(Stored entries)
——

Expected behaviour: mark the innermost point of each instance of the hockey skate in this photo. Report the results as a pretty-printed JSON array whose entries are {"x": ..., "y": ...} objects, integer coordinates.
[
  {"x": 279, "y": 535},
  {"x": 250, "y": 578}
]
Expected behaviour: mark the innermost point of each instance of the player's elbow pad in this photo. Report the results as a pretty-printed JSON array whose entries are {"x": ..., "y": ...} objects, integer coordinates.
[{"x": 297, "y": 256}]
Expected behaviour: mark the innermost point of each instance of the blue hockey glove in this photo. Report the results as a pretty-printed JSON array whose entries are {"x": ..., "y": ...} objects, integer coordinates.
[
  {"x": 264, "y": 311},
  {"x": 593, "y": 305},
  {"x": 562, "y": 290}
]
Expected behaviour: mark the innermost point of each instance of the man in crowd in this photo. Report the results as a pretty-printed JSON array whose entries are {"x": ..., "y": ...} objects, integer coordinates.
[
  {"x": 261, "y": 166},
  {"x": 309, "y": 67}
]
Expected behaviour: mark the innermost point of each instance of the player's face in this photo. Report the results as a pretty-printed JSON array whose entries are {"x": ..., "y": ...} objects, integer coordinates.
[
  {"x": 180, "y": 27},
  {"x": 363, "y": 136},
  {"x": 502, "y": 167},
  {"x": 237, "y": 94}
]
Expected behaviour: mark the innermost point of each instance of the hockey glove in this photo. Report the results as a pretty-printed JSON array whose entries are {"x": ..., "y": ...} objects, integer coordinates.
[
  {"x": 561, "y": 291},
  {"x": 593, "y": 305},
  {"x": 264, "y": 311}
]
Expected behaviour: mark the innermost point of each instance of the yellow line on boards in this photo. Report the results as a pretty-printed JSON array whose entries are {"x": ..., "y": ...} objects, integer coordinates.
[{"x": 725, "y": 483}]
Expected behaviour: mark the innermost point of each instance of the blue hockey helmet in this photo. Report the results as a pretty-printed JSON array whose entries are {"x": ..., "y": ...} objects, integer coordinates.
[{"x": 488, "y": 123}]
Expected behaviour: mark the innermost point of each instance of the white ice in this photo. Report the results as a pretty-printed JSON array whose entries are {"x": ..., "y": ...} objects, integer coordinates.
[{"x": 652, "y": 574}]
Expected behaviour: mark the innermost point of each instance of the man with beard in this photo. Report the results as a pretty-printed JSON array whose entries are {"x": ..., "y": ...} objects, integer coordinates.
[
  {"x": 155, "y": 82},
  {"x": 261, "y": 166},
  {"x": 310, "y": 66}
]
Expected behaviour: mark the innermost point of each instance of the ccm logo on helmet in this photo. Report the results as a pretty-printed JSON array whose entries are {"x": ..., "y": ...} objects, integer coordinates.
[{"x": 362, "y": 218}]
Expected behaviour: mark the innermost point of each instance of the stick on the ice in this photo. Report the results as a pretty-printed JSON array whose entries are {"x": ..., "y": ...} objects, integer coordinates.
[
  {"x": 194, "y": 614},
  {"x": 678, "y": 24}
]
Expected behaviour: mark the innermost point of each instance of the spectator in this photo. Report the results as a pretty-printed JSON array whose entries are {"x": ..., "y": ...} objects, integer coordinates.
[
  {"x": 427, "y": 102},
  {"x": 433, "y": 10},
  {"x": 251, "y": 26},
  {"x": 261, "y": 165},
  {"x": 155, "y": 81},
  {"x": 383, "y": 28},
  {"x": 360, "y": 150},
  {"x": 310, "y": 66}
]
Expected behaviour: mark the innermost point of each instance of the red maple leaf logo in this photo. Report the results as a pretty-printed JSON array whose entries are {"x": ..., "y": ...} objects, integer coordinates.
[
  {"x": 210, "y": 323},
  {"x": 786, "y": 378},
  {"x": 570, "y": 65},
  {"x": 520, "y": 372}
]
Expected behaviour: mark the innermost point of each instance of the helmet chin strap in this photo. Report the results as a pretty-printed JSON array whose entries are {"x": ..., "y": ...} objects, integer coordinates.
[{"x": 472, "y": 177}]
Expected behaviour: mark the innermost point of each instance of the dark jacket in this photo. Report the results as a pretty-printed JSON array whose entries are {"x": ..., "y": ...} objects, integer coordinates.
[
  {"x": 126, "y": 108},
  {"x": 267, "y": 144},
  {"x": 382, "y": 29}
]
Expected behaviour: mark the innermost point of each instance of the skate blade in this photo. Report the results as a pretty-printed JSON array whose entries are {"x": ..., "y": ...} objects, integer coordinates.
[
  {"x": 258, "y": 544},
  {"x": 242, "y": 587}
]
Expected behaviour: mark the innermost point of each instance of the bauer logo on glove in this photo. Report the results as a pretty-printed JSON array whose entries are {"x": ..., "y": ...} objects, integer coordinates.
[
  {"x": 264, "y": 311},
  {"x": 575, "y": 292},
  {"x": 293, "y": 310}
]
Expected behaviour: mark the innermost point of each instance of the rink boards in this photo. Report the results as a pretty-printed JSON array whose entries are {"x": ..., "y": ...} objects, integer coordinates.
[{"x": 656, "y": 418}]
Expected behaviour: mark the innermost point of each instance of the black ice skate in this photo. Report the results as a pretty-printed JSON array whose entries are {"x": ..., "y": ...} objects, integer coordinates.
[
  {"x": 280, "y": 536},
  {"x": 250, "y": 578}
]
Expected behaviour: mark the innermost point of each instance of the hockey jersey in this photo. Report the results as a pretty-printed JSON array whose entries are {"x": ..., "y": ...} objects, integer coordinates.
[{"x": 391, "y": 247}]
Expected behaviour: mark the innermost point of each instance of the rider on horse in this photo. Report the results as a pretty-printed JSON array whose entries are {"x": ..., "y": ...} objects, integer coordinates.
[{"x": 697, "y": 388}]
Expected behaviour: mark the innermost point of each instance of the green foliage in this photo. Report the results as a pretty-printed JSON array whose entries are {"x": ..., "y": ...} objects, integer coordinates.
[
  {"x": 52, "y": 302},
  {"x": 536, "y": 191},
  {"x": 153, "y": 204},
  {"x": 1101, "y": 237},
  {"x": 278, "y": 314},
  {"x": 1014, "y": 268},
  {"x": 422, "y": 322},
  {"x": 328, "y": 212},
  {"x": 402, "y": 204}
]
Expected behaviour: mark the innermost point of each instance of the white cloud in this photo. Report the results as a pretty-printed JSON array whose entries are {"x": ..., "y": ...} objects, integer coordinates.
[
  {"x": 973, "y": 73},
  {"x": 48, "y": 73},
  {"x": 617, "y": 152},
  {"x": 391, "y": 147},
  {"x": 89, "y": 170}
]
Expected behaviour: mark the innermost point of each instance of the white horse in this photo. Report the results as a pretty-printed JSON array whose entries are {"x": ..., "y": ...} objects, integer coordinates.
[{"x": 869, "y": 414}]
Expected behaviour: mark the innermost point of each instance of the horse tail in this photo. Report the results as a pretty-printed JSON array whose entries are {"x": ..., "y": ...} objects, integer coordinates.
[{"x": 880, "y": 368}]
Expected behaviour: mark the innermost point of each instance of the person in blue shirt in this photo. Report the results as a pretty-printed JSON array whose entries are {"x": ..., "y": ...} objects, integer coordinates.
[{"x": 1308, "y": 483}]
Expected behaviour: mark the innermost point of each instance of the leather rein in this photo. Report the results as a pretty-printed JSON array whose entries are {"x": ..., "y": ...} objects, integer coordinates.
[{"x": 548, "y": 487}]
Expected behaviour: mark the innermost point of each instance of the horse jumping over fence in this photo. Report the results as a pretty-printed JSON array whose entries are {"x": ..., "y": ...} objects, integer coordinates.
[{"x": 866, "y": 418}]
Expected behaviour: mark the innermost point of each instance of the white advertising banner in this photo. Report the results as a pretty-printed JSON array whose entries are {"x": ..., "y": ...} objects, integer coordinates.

——

- Work to complete:
Please copy everything from the line containing "of the person" down to the end of the records, swapping "innermost" for "central" and leaving the rest untouched.

- Completed task:
Expected behaviour: mark the central point of each instance of the person in blue shirt in this photo. Report the results as a pretty-printed JSON array whose entries are {"x": ..., "y": ...} objects, integer coordinates.
[{"x": 1308, "y": 483}]
Expected behaviour: mark the central point of each instance of the leather rein in this photo. Report the results as a pretty-printed JSON array whose entries are {"x": ..., "y": ...} objects, integer coordinates.
[{"x": 548, "y": 487}]
Expected behaviour: mark the central point of each instance of the horse jumping over fence in this photo. Report the results as a pretty-printed JSON array whose entries are {"x": ..., "y": ...} objects, integer coordinates.
[{"x": 866, "y": 418}]
Expected behaviour: mark the central point of each instance of the white advertising banner in this photo. Report the results as a pretty-printed JSON array whose entries are {"x": ..., "y": ...} objects, integer coordinates.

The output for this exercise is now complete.